* EXERCISE BRIEF
List every line of the data below that contains the word "positive", reproducing each such line in full.

* DATA SUPPLIED

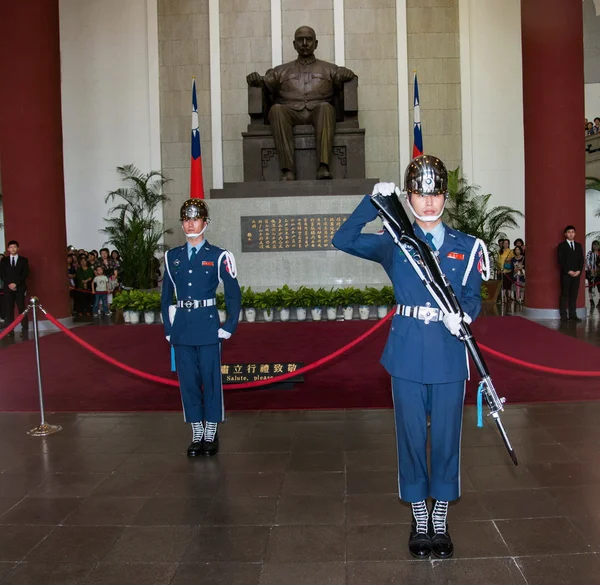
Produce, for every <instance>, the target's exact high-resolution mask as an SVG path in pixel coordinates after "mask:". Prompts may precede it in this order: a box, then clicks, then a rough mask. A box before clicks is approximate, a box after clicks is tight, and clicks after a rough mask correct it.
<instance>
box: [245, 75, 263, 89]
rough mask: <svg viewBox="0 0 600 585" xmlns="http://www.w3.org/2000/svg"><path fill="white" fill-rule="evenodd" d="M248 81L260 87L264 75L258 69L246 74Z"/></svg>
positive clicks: (251, 83) (247, 80)
mask: <svg viewBox="0 0 600 585" xmlns="http://www.w3.org/2000/svg"><path fill="white" fill-rule="evenodd" d="M246 82H247V83H248V85H250V86H252V87H260V86H261V85H262V76H261V75H260V73H257V72H256V71H255V72H254V73H249V74H248V75H246Z"/></svg>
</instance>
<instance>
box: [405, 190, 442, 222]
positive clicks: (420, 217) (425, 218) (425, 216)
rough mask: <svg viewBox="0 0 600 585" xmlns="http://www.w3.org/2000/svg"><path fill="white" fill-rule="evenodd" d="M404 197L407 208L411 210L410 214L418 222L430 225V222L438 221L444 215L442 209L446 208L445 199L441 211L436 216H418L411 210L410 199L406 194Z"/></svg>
mask: <svg viewBox="0 0 600 585" xmlns="http://www.w3.org/2000/svg"><path fill="white" fill-rule="evenodd" d="M405 197H406V204H407V205H408V208H409V209H410V210H411V212H412V214H413V215H414V216H415V217H416V218H417V219H418V220H420V221H424V222H426V223H431V222H432V221H437V220H438V219H440V217H442V215H444V209H445V208H446V201H447V199H444V205H443V206H442V210H441V211H440V212H439V213H438V214H437V215H418V214H417V212H416V211H415V210H414V209H413V206H412V205H411V204H410V197H409V196H408V194H406V195H405Z"/></svg>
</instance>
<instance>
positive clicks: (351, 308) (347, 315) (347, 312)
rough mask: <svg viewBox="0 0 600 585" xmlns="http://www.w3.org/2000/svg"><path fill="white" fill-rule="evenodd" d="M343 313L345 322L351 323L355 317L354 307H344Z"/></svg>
mask: <svg viewBox="0 0 600 585" xmlns="http://www.w3.org/2000/svg"><path fill="white" fill-rule="evenodd" d="M342 313H343V314H344V321H351V320H352V317H354V307H344V308H343V309H342Z"/></svg>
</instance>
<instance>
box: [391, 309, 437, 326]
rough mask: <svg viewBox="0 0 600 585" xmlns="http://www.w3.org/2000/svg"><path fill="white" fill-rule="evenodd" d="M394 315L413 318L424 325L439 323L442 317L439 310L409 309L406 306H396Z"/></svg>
mask: <svg viewBox="0 0 600 585" xmlns="http://www.w3.org/2000/svg"><path fill="white" fill-rule="evenodd" d="M396 315H402V316H403V317H413V318H414V319H419V321H425V324H426V325H427V324H429V323H430V322H435V321H441V320H442V318H443V315H442V313H441V311H440V310H439V309H434V308H433V307H409V306H408V305H398V306H397V307H396Z"/></svg>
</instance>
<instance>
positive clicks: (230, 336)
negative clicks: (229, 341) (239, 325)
mask: <svg viewBox="0 0 600 585" xmlns="http://www.w3.org/2000/svg"><path fill="white" fill-rule="evenodd" d="M218 335H219V339H229V338H230V337H231V333H229V331H225V329H221V328H219V332H218Z"/></svg>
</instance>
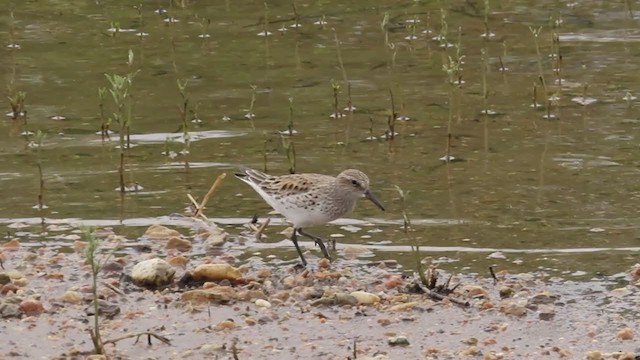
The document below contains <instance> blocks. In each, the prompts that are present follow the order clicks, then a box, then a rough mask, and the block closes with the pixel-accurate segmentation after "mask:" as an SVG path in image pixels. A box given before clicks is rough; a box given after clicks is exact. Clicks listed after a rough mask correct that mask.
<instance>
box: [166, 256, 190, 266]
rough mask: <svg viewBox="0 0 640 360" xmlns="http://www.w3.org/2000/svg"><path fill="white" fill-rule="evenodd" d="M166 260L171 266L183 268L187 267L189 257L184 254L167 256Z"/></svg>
mask: <svg viewBox="0 0 640 360" xmlns="http://www.w3.org/2000/svg"><path fill="white" fill-rule="evenodd" d="M167 262H168V263H169V264H171V266H173V267H179V268H183V269H184V268H185V267H187V263H188V262H189V259H188V258H187V257H185V256H182V255H178V256H171V257H168V258H167Z"/></svg>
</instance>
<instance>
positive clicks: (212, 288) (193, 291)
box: [182, 286, 236, 304]
mask: <svg viewBox="0 0 640 360" xmlns="http://www.w3.org/2000/svg"><path fill="white" fill-rule="evenodd" d="M235 299H236V291H235V289H233V288H232V287H231V286H217V287H214V288H209V289H204V290H203V289H196V290H190V291H186V292H184V293H182V301H195V302H214V303H218V304H226V303H228V302H229V301H231V300H235Z"/></svg>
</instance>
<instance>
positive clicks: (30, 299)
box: [20, 299, 44, 316]
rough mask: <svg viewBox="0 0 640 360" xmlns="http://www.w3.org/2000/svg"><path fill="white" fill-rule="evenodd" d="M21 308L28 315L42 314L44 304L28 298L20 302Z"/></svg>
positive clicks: (21, 309) (38, 301) (42, 311)
mask: <svg viewBox="0 0 640 360" xmlns="http://www.w3.org/2000/svg"><path fill="white" fill-rule="evenodd" d="M20 310H21V311H22V312H23V313H25V314H26V315H27V316H33V315H40V314H42V312H44V306H42V303H41V302H40V301H38V300H35V299H26V300H24V301H22V302H21V303H20Z"/></svg>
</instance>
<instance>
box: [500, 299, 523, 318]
mask: <svg viewBox="0 0 640 360" xmlns="http://www.w3.org/2000/svg"><path fill="white" fill-rule="evenodd" d="M499 309H500V312H501V313H503V314H505V315H513V316H524V315H526V314H527V308H526V307H524V306H523V305H520V304H517V303H515V302H512V301H506V302H502V303H501V304H500V308H499Z"/></svg>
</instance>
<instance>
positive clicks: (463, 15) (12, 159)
mask: <svg viewBox="0 0 640 360" xmlns="http://www.w3.org/2000/svg"><path fill="white" fill-rule="evenodd" d="M212 3H213V2H212ZM470 4H472V3H457V2H455V3H452V4H450V5H449V6H450V7H449V8H447V9H446V10H447V11H446V13H447V17H446V22H447V24H448V35H447V36H448V41H449V42H450V43H453V44H457V43H460V44H461V48H460V52H461V54H462V55H464V64H463V65H462V66H463V69H462V72H461V79H462V80H463V81H464V84H463V85H462V86H461V87H460V88H459V91H458V90H457V88H456V89H454V90H455V91H454V95H453V102H452V103H451V104H452V109H451V114H452V116H453V121H452V140H451V154H452V155H453V156H455V157H456V158H458V159H461V160H463V161H459V162H452V163H450V164H445V163H443V162H442V161H441V160H439V159H440V158H441V157H442V156H444V155H445V153H446V150H445V149H446V143H447V124H448V118H449V115H450V112H449V104H450V90H451V86H450V85H449V84H448V82H447V75H446V74H445V72H444V71H443V70H442V66H443V59H446V56H451V57H455V55H456V49H455V47H452V48H448V49H447V53H446V54H445V53H444V50H443V48H442V47H440V43H439V42H437V41H433V40H431V38H433V37H434V36H435V35H436V34H438V33H439V32H440V31H441V28H442V26H441V11H440V5H439V4H438V3H431V2H425V3H422V2H414V1H407V2H401V3H398V2H396V1H378V2H368V3H364V2H323V3H315V2H306V1H296V8H297V11H298V12H299V15H300V23H301V24H302V27H300V28H293V27H291V26H290V25H292V24H293V23H294V14H293V12H292V7H291V4H289V3H286V4H281V5H275V4H269V7H268V13H267V14H266V15H267V17H268V20H269V23H268V25H267V26H266V29H267V30H268V31H270V32H272V35H271V36H268V37H264V36H262V37H261V36H258V33H260V32H262V31H263V30H264V29H265V27H264V26H263V25H262V19H263V18H264V16H265V8H264V6H263V3H262V2H259V3H254V2H249V3H245V4H236V3H234V2H226V3H222V2H219V3H218V4H209V3H208V2H194V3H190V4H187V6H186V7H184V8H178V7H175V6H172V7H168V6H169V3H168V2H167V3H166V4H164V6H167V8H166V10H167V11H168V13H167V14H166V15H159V14H156V13H154V10H156V9H157V8H159V5H158V6H156V4H148V5H147V4H144V6H143V8H142V9H141V11H140V12H138V11H136V9H134V8H133V7H126V6H122V5H119V6H116V5H110V4H107V3H102V2H64V3H55V2H54V3H49V4H42V3H35V2H18V3H14V4H12V6H11V7H10V9H12V10H13V17H14V19H13V20H12V19H11V18H10V16H9V15H10V14H9V13H7V12H4V13H3V14H1V15H0V23H2V25H3V26H2V29H4V30H3V32H2V33H0V37H1V39H2V43H3V44H4V46H6V47H5V48H4V49H3V51H4V53H5V54H4V56H2V57H0V65H1V66H2V69H3V71H4V79H5V82H6V83H8V84H11V83H13V84H14V89H16V90H20V91H25V92H26V93H27V99H26V108H27V110H28V122H27V125H26V129H28V130H30V131H34V132H35V131H37V130H41V131H43V132H44V133H45V134H46V138H45V139H44V142H43V147H42V152H41V154H40V155H39V156H40V159H41V161H42V169H43V174H44V182H45V189H46V190H45V197H44V201H45V203H46V205H47V206H48V208H47V209H45V210H42V211H40V210H38V209H37V208H33V206H34V205H36V204H37V194H38V184H39V182H38V175H37V174H38V172H37V167H36V162H37V159H38V155H37V151H36V150H34V149H33V148H32V147H28V146H27V144H28V141H29V140H33V138H31V139H27V140H25V138H24V136H21V135H20V134H21V133H22V132H23V131H25V127H24V125H23V124H22V122H20V121H16V120H11V119H10V118H9V117H7V118H5V119H3V120H2V121H1V122H0V127H1V129H0V183H1V184H2V186H1V187H0V197H1V198H2V199H3V201H2V202H1V203H0V228H1V229H2V230H4V232H5V233H7V234H8V235H7V238H13V237H18V238H20V239H21V240H23V241H24V242H27V243H28V242H32V243H33V244H37V245H42V244H47V242H42V241H41V240H51V241H55V240H56V235H55V234H54V233H52V232H50V231H49V232H47V231H46V227H45V228H43V227H41V226H40V225H39V224H40V223H42V221H43V220H44V223H45V224H48V223H54V222H70V223H73V224H88V225H92V226H109V227H114V228H115V229H116V232H117V233H121V234H125V235H127V236H129V237H135V236H138V235H140V234H142V232H143V231H144V229H145V228H146V227H147V226H149V225H150V224H153V223H162V224H166V225H175V226H178V227H181V226H188V222H186V223H181V220H180V218H179V217H176V216H170V214H173V213H182V212H183V209H184V208H185V207H186V206H188V204H189V203H188V200H187V198H186V194H187V193H188V192H190V193H192V194H193V195H194V196H195V197H197V198H200V197H202V196H203V195H204V194H205V193H206V191H207V190H208V188H209V186H210V185H211V183H212V182H213V180H214V179H215V178H216V177H217V176H218V175H219V174H221V173H223V172H226V173H229V174H230V173H231V172H232V171H233V168H234V167H235V166H237V165H240V164H244V165H248V166H251V167H256V168H264V166H265V161H264V159H265V157H266V159H267V161H266V166H267V168H268V170H269V171H270V172H272V173H276V174H283V173H286V172H287V171H288V168H289V164H288V160H287V156H286V150H285V149H284V146H283V140H282V139H281V135H280V134H279V133H278V132H279V131H282V130H285V129H286V128H287V125H288V123H289V117H290V113H291V110H290V101H289V99H290V98H292V102H291V104H292V105H291V106H292V108H293V123H294V128H295V129H296V130H297V131H298V132H299V133H298V134H297V135H295V136H293V137H292V138H291V141H292V142H293V144H294V146H295V153H296V171H297V172H319V173H327V174H336V173H338V172H340V171H341V170H342V169H344V168H347V167H355V168H359V169H361V170H363V171H365V172H366V173H368V174H369V175H370V177H371V181H372V188H373V190H374V192H375V193H376V194H377V195H378V197H379V198H380V199H381V200H382V202H383V203H384V204H385V206H386V207H387V212H385V213H381V212H379V211H378V209H377V208H375V207H374V206H372V205H371V204H370V203H367V202H362V203H361V204H360V205H359V207H358V209H357V210H356V212H355V213H354V214H351V215H350V216H349V219H348V220H347V221H343V222H339V223H337V224H334V225H330V226H326V227H320V228H317V229H314V230H315V231H314V232H315V233H318V234H321V235H324V236H327V235H330V234H336V233H339V234H343V235H344V237H342V238H338V242H339V244H341V245H342V246H343V248H342V249H344V246H345V245H348V244H365V245H368V247H369V248H370V249H371V250H373V255H374V256H375V257H374V258H383V259H387V258H390V259H397V260H399V261H400V262H401V263H402V264H404V265H405V266H407V267H409V268H413V265H412V264H414V261H415V255H414V254H412V253H411V245H413V244H419V245H420V246H421V251H422V253H421V255H420V257H432V258H433V259H435V260H436V261H437V260H438V259H439V258H441V257H442V258H443V259H442V260H441V261H440V262H441V263H442V264H441V266H442V267H446V268H450V269H453V270H458V271H469V272H486V267H487V266H488V265H497V267H498V268H500V269H507V270H512V271H529V270H534V269H542V270H545V271H550V272H551V273H553V274H573V273H576V271H581V272H579V273H578V274H581V275H580V276H578V278H580V277H586V278H590V277H593V276H598V275H602V274H616V273H620V272H622V271H624V270H626V269H627V268H628V267H629V265H631V264H633V263H635V262H637V256H636V255H635V254H636V252H637V250H638V248H639V247H640V243H639V242H638V235H637V233H638V226H639V223H638V218H637V214H636V213H637V206H636V203H637V198H638V195H639V191H638V190H639V189H638V186H637V180H636V179H637V176H638V173H639V171H638V160H637V159H638V158H640V157H639V154H638V153H639V149H638V146H637V145H636V138H637V137H638V136H639V134H638V132H639V131H640V125H639V121H638V109H637V107H638V104H637V100H635V98H632V96H633V95H635V94H637V87H638V84H639V81H638V76H639V75H638V73H637V71H636V70H637V59H636V58H637V56H638V54H637V49H636V47H635V43H636V42H637V37H638V34H637V29H636V28H637V25H638V21H637V20H636V16H638V15H639V14H637V13H634V12H629V11H628V9H625V7H624V4H623V3H615V4H614V3H608V2H595V1H594V2H591V1H586V2H578V3H568V2H557V1H553V2H552V1H549V2H547V1H545V2H530V1H510V2H508V3H504V4H499V5H498V4H495V5H493V4H492V6H495V8H492V9H491V11H490V14H489V16H488V27H489V29H490V30H491V32H493V33H495V34H496V36H495V37H492V38H491V39H490V40H485V39H483V37H481V34H482V33H483V32H484V31H485V25H484V23H483V21H484V15H483V11H484V10H483V8H482V4H481V3H478V5H477V7H474V6H472V5H470ZM386 12H388V13H389V24H388V26H387V27H386V29H387V31H383V30H382V28H381V23H382V20H383V17H384V14H385V13H386ZM168 17H173V18H176V19H178V20H179V22H165V21H163V19H165V18H168ZM321 19H324V20H325V21H326V22H327V24H326V25H319V24H314V23H315V22H318V21H320V20H321ZM209 20H210V23H209ZM418 20H419V21H420V22H417V21H418ZM552 23H556V24H557V25H558V27H557V28H556V29H555V31H556V32H557V34H558V36H559V39H560V54H561V55H562V62H561V71H560V75H557V74H555V73H554V72H553V68H554V67H555V66H557V63H556V61H555V60H554V59H555V58H554V57H551V56H550V54H553V53H554V52H556V51H554V50H553V46H552V42H551V39H552V33H553V31H554V30H553V29H552V27H551V24H552ZM207 24H208V25H207ZM115 25H118V26H119V27H120V28H121V29H123V30H122V31H121V32H118V33H115V35H114V33H112V32H109V30H108V29H110V28H111V27H112V26H115ZM283 27H285V28H286V29H287V31H286V32H282V31H278V29H280V28H283ZM529 27H531V28H533V29H537V28H538V27H541V29H542V30H541V34H540V36H539V43H540V51H541V61H540V63H541V66H542V70H543V73H544V78H545V81H546V83H547V84H548V85H547V86H548V92H549V96H551V95H554V94H555V95H557V96H559V100H558V101H557V102H555V103H554V104H553V105H552V107H551V109H550V110H549V111H548V112H547V111H546V110H534V109H532V108H531V106H530V105H531V104H532V97H533V89H534V84H535V86H536V92H537V99H538V100H537V101H538V102H542V103H544V102H545V101H544V100H543V99H544V96H543V95H542V93H543V88H542V85H541V83H540V81H539V70H538V60H537V59H538V58H537V55H536V47H535V42H534V36H533V35H532V32H531V30H530V28H529ZM125 29H135V30H136V31H135V32H133V31H132V32H126V31H125ZM333 29H335V33H334V31H333ZM458 29H460V30H458ZM426 30H432V31H433V33H430V34H426V33H423V31H426ZM140 31H141V32H145V33H148V36H142V37H141V36H136V32H140ZM205 33H206V34H210V37H200V36H199V35H202V34H205ZM336 35H337V37H338V38H339V41H340V52H341V57H342V60H343V65H344V73H343V71H342V70H341V69H340V66H339V61H338V56H337V48H336V44H335V36H336ZM412 35H415V37H416V38H415V39H412V38H411V36H412ZM385 36H388V44H389V45H386V44H385ZM11 44H18V45H19V46H20V48H19V49H15V48H13V47H12V48H9V47H8V45H11ZM129 49H131V50H132V51H133V53H134V63H133V65H132V66H130V67H128V66H127V65H126V60H127V52H128V50H129ZM483 49H484V51H485V52H486V54H487V60H486V62H487V67H486V71H485V75H484V76H485V77H486V87H487V89H488V90H487V94H488V95H487V99H486V102H487V105H488V106H487V107H488V109H490V110H491V111H495V112H496V115H492V116H486V117H485V116H484V115H482V113H481V111H482V110H483V108H484V105H483V65H482V63H483V57H482V50H483ZM502 66H504V67H506V68H508V70H507V71H500V70H499V69H500V68H501V67H502ZM135 70H139V73H138V74H137V75H136V76H135V78H134V79H133V88H132V94H133V99H134V100H133V102H134V105H133V108H132V112H133V115H134V118H133V122H132V136H131V140H132V143H133V144H134V145H135V146H134V147H133V148H132V149H131V150H130V151H129V155H128V160H127V174H126V176H125V178H126V181H127V182H128V183H130V184H132V183H134V182H135V183H138V184H140V185H141V186H143V187H144V189H143V190H142V191H140V192H138V193H128V194H127V195H125V197H124V200H122V199H121V197H120V195H119V194H118V192H117V191H115V190H114V189H116V188H117V187H118V162H119V150H118V149H117V135H113V138H112V141H111V142H107V143H105V144H103V143H102V142H101V139H100V136H99V135H97V134H96V131H99V129H100V122H101V120H100V115H99V114H100V110H99V99H98V88H100V87H106V86H107V85H108V83H107V80H106V79H105V76H104V74H105V73H110V74H112V73H116V74H125V73H127V72H130V71H135ZM345 77H346V79H347V80H348V83H349V84H350V88H351V91H350V93H351V99H352V102H353V105H354V106H356V108H357V110H356V111H355V112H354V113H353V114H352V115H348V116H347V117H345V118H341V119H332V118H330V117H329V115H330V114H331V113H332V112H333V111H334V106H333V94H332V86H331V81H332V80H333V81H335V82H336V83H338V84H340V86H341V88H340V93H339V94H338V100H339V107H340V108H344V107H345V106H346V105H347V101H348V91H347V88H348V86H347V85H346V83H345V81H344V79H345ZM558 78H561V79H562V80H561V85H558V84H557V83H556V82H555V81H556V80H557V79H558ZM176 80H181V81H184V80H188V85H187V92H188V97H189V109H190V110H192V111H193V113H192V114H191V113H190V114H189V119H191V117H194V118H197V119H200V120H202V123H192V122H189V132H190V136H191V145H190V153H189V155H188V156H186V157H185V156H183V155H180V151H181V150H183V149H184V141H183V139H182V131H181V130H180V126H181V123H182V120H181V115H180V111H179V106H180V105H181V104H182V99H181V97H180V93H179V91H178V86H177V85H176ZM251 85H255V87H256V88H255V103H254V105H253V108H252V109H251V112H253V113H254V114H255V115H256V116H255V118H253V120H252V121H249V120H248V119H247V118H246V117H245V114H247V113H248V112H249V111H250V105H251V102H252V101H251V99H252V92H253V91H252V88H251ZM586 85H588V86H586ZM390 89H391V90H392V91H393V95H394V104H395V109H396V111H397V112H398V114H399V115H402V116H408V117H410V118H411V120H410V121H398V122H397V123H396V128H395V131H397V132H398V133H399V135H398V136H397V137H396V138H395V139H394V140H393V141H385V140H376V141H366V139H367V138H368V137H369V136H371V135H374V136H380V135H381V134H383V133H384V131H385V130H386V128H387V115H388V114H389V112H390V109H391V101H390V96H389V91H390ZM2 91H4V94H3V95H5V96H3V98H6V97H7V96H10V95H12V90H11V89H6V88H3V90H2ZM625 97H626V99H627V100H625ZM587 98H592V99H595V100H597V101H596V102H594V103H590V104H588V105H580V104H579V103H580V102H582V100H584V99H587ZM5 107H6V110H7V111H9V107H8V104H7V103H6V102H5ZM105 110H106V112H107V114H108V113H111V112H112V111H114V106H113V104H112V103H111V102H110V99H109V98H107V100H105ZM546 114H553V115H555V116H556V117H555V118H554V119H553V120H546V119H545V118H544V115H546ZM56 115H60V116H64V117H65V118H66V119H65V120H53V119H52V117H53V116H56ZM226 119H229V120H226ZM485 125H486V127H485ZM116 128H117V126H115V125H114V126H112V129H114V130H115V129H116ZM485 134H486V135H485ZM167 139H170V141H167ZM167 150H169V151H173V152H175V153H176V154H177V156H176V157H174V158H171V157H168V156H165V155H163V152H165V151H167ZM185 161H188V162H189V166H188V167H187V166H185ZM395 185H397V186H400V187H401V188H402V189H404V190H405V191H409V195H408V198H407V200H406V209H407V213H408V215H409V218H410V219H411V222H412V227H411V228H412V231H411V232H410V233H409V234H408V235H407V234H405V232H404V231H403V229H402V214H401V211H402V202H401V201H400V199H399V196H398V193H397V191H396V189H395V187H394V186H395ZM269 210H270V209H269V208H268V206H267V205H266V204H264V203H263V202H262V201H261V199H260V198H259V197H258V196H257V195H256V194H254V193H253V192H252V190H251V189H250V188H248V187H247V186H246V185H244V184H242V183H241V182H239V181H236V180H235V179H233V178H232V177H231V176H228V177H227V179H226V180H225V182H224V183H223V186H222V187H221V188H220V190H219V192H217V193H216V194H215V195H214V198H213V199H212V200H211V202H210V203H209V205H208V209H207V212H206V213H207V215H208V216H209V217H210V218H213V219H214V220H216V221H218V222H219V223H220V224H222V225H224V226H225V227H226V230H227V231H228V232H229V233H230V234H231V235H232V236H241V233H242V232H243V227H242V224H244V223H246V222H248V221H249V220H250V218H251V217H252V216H253V215H254V214H257V215H259V216H260V217H261V218H262V219H264V217H266V216H267V214H268V212H269ZM67 219H68V220H67ZM351 219H352V220H351ZM362 220H364V223H362V222H360V221H362ZM17 222H23V223H26V224H30V226H29V227H28V228H26V230H25V229H20V230H17V229H15V228H14V227H9V225H10V224H14V223H17ZM347 225H351V226H355V227H357V228H353V227H350V228H347V229H346V230H345V228H343V227H344V226H347ZM283 228H284V224H283V223H282V222H278V221H275V220H274V221H272V225H271V226H270V227H269V228H268V230H267V235H268V238H267V239H266V240H265V243H260V244H255V245H250V246H247V247H246V248H245V247H242V251H241V253H245V254H246V256H251V255H252V254H253V253H255V252H259V253H260V254H261V255H264V254H276V255H278V256H281V257H283V258H287V259H291V260H294V259H295V258H296V255H295V251H294V249H293V247H292V246H290V244H289V243H288V242H287V241H281V240H283V239H284V236H283V235H280V234H279V233H280V231H281V230H283ZM372 230H373V231H372ZM378 230H381V231H378ZM231 244H232V245H230V247H231V248H233V239H232V243H231ZM304 246H305V247H307V248H311V246H312V244H311V243H304ZM340 249H341V248H340V247H339V248H338V253H339V254H340ZM497 251H502V253H503V255H504V259H503V258H500V256H492V257H489V258H487V256H488V255H490V254H492V253H495V252H497ZM370 259H371V258H365V259H364V260H367V261H368V260H370ZM582 272H584V273H582Z"/></svg>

* EXERCISE RESPONSE
positive clicks: (251, 83) (247, 80)
positive clicks: (420, 217) (425, 218) (425, 216)
positive clicks: (351, 308) (347, 315) (347, 312)
positive clicks: (230, 336)
positive clicks: (212, 288) (193, 291)
positive clicks: (30, 299)
positive clicks: (21, 309) (38, 301) (42, 311)
positive clicks: (463, 15) (12, 159)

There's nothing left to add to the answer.